> **Provided text**

• • • •

In a video published by the IDF, Halevi said: “We are deepening the achievement in the north of the Gaza Strip, in the south and beneath the ground,” referring to Hamas’s tunnel network in the Strip.
In one instance of Hamas’s use of its tunnel network, reservists from the Jerusalem Brigade foiled an attempted attack on their encampment in Gaza last week, the IDF announced Monday.
Forces of the Jerusalem Brigade’s 9207th Battalion received an intelligence alert of a planned attack by Hamas last Sunday night, the IDF said. The troops cleared their encampment and entered a state of readiness for the expected Hamas attack.
The Air Force then carried out strikes in the area while the ground troops opened fire at the Hamas gunmen who came out of a tunnel. According to the army, amid the gun battle and strikes, an explosive device detonated inside the Hamas tunnel shaft, leading to several secondary blasts.
The IDF later destroyed the tunnel entrance used to carry out the attempted attack, as well as other tunnel infrastructure found in the area.
Also Monday in northern Gaza, Nahal Infantry Brigade troops discovered a Hamas training site inside a mosque in northern Gaza’s Jabaliya.
Footage published by the IDF showed an officer giving a tour of the mosque, revealing on the third floor a room used by Hamas for combat simulation, along with a machine gun, an RPG launcher, a computer and a projector. The IDF said it found equipment used to make explosive devices in an adjacent room.
As international pressure for a ceasefire in Gaza mounts, Gallant added in his comments that the war against Hamas will end once Israel has achieved its goals.

• • • •

> **Material provided**
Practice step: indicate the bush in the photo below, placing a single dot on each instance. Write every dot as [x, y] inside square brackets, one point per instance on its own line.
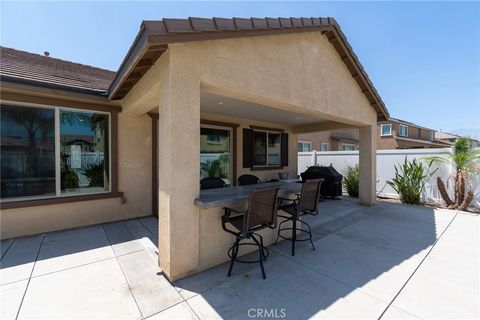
[351, 179]
[69, 179]
[409, 181]
[94, 174]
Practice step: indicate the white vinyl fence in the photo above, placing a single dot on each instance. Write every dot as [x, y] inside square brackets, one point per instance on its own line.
[386, 160]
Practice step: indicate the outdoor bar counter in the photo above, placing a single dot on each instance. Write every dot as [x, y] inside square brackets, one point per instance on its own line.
[214, 242]
[225, 197]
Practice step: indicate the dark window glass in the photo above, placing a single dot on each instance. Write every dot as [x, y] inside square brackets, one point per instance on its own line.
[215, 154]
[259, 148]
[27, 155]
[273, 149]
[84, 152]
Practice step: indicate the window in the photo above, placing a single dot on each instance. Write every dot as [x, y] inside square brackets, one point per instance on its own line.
[213, 138]
[386, 129]
[215, 158]
[84, 156]
[304, 146]
[266, 148]
[348, 147]
[53, 152]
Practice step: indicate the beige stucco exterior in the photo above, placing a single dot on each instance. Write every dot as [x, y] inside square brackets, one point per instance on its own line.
[134, 180]
[295, 72]
[300, 73]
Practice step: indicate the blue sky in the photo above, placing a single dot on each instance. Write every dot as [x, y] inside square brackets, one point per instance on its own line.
[423, 57]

• • • •

Output the passage of the Gaza article from "Also Monday in" to "achieved its goals.", copied word for word.

Also Monday in northern Gaza, Nahal Infantry Brigade troops discovered a Hamas training site inside a mosque in northern Gaza’s Jabaliya.
Footage published by the IDF showed an officer giving a tour of the mosque, revealing on the third floor a room used by Hamas for combat simulation, along with a machine gun, an RPG launcher, a computer and a projector. The IDF said it found equipment used to make explosive devices in an adjacent room.
As international pressure for a ceasefire in Gaza mounts, Gallant added in his comments that the war against Hamas will end once Israel has achieved its goals.